**Text block:**
** BEGIN **
In lieu of an abstract, here is a brief excerpt of the content:

  • New Turns in Jewish Historiography?
  • Todd M. Endelman
Gideon Reuveni and Sarah Wobick-Segev, eds. The Economy in Jewish History: New Perspectives on the Interrelationship between Ethnicity and Economic Life. New York and Oxford: Berghahn Books, 2011. Pp. x + 239.
Gideon Reuveni and Nils Roemer, eds. Longing, Belonging, and the Making of Jewish Consumer Culture. Institute of Jewish Studies Studies in Judaica 11. Leiden and Boston: Brill, 2010. Pp. xii + 233.

The content of Jewish history—the actors and the actions on which the historian focuses—remains a matter of dispute. While the social upheaval and intellectual ferment that transformed the writing of academic history in the 1960s and 1970s also broadened the Jewish historiographical stage, no consensus emerged about how the historian was to integrate those who had previously been excluded from it into the larger narrative. Were they now to become the center of attention, displacing heretofore hegemonic political, intellectual, and economic elites? Or were they to share the stage uneasily with those already there? Moreover, the question of whose behavior was more significant—that is, whose behavior the historian should privilege—depends on subjective assessments of what constitutes “significance.” This is a problem that continues to bedevil the writing of Jewish history, even if historians rarely acknowledge it.

Beyond this question lurks another equally perplexing question of prioritization. Even were there consensus about which kinds of Jews merit the historian’s attention, the question of which of their myriad behaviors and emotional states deserve exploration remains. Thinking and writing? Buying and selling? Courting and marrying? Soldiering? Politicking? Praying? Consuming? Pursuing leisure? This question, in turn, raises still another question. Were there distinctive ways in which Jews did [End Page 589] these things? This issue is critical because it speaks to what constitutes the distinctiveness of Jewish history as a field in the modern period—those characteristics, traits, and qualities that make it impossible to fold the Jewish experience into the history of those in whose midst Jews lived.
** END **
**Records:**
** BEGIN **
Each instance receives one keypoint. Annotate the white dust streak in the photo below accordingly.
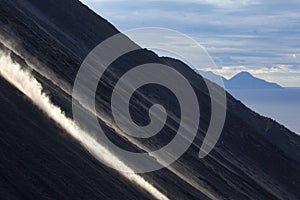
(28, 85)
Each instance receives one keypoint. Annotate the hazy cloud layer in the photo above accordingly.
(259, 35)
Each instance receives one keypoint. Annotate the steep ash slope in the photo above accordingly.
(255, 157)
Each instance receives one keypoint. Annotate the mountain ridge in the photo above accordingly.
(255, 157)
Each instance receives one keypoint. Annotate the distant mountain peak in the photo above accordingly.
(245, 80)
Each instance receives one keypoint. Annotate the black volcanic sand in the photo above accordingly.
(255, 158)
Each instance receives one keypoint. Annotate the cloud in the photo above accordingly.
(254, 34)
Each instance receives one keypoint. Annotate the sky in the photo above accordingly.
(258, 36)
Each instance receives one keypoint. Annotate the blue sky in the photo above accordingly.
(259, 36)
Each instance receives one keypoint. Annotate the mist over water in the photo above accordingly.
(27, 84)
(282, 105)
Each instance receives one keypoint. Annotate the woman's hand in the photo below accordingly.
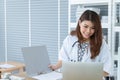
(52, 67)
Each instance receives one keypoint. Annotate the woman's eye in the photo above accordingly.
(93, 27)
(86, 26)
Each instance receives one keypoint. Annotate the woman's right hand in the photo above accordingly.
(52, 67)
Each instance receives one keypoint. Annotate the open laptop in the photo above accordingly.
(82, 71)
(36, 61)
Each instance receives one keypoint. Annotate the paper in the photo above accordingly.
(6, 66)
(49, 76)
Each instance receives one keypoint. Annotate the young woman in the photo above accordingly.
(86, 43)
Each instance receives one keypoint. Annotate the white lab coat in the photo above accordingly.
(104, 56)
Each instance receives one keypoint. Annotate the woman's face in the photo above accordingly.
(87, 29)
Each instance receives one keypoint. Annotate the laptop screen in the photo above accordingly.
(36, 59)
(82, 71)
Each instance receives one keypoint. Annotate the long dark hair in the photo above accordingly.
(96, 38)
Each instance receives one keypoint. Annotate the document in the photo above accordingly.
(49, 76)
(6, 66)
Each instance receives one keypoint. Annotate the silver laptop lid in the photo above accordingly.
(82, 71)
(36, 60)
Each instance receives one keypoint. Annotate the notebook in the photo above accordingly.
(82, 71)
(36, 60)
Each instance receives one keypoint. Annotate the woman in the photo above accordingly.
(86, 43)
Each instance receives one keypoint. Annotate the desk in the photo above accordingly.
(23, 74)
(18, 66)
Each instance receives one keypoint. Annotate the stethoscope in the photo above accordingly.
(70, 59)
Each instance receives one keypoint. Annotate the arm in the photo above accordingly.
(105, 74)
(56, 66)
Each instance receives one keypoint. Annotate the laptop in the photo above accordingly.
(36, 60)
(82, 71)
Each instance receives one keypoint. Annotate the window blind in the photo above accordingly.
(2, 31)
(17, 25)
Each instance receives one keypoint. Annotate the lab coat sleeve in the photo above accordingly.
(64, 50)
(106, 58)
** END **
**Written request:**
Answer from the review excerpt:
1. Which publisher issued The Economy in Jewish History, and in what year?
2. In which decades did social upheaval and intellectual ferment transform the writing of academic history?
3. What does the issue of whether Jews did things in distinctive ways speak to?
Rely solely on the review excerpt.

**Answer to the exercise:**
1. Berghahn Books, in 2011.
2. The 1960s and 1970s.
3. It speaks to what constitutes the distinctiveness of Jewish history as a field in the modern period.